#### Job:
Can you copy the records below word for word, leaving out the pictures?

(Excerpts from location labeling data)
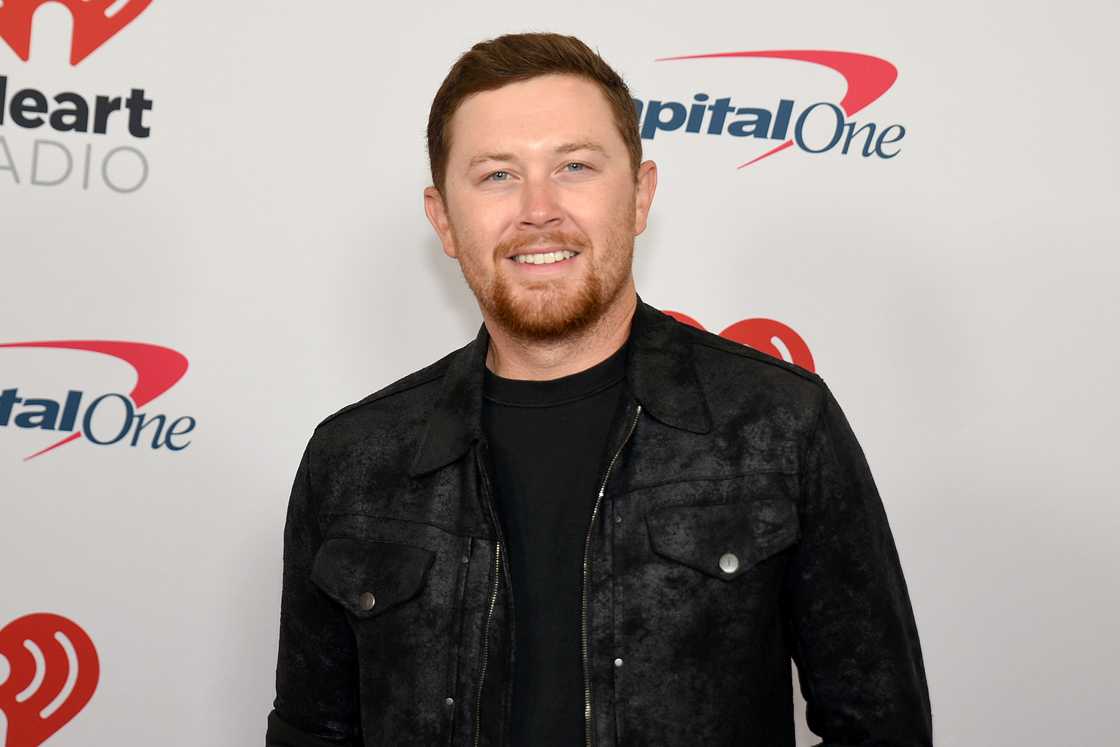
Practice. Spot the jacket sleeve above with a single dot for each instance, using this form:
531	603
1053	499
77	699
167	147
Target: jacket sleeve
316	702
846	605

#### Reply:
Practice. Spot the jacket sleeve above with a single dot for each instance, using this form:
531	603
1053	499
77	699
167	147
Target: jacket sleeve
316	702
846	605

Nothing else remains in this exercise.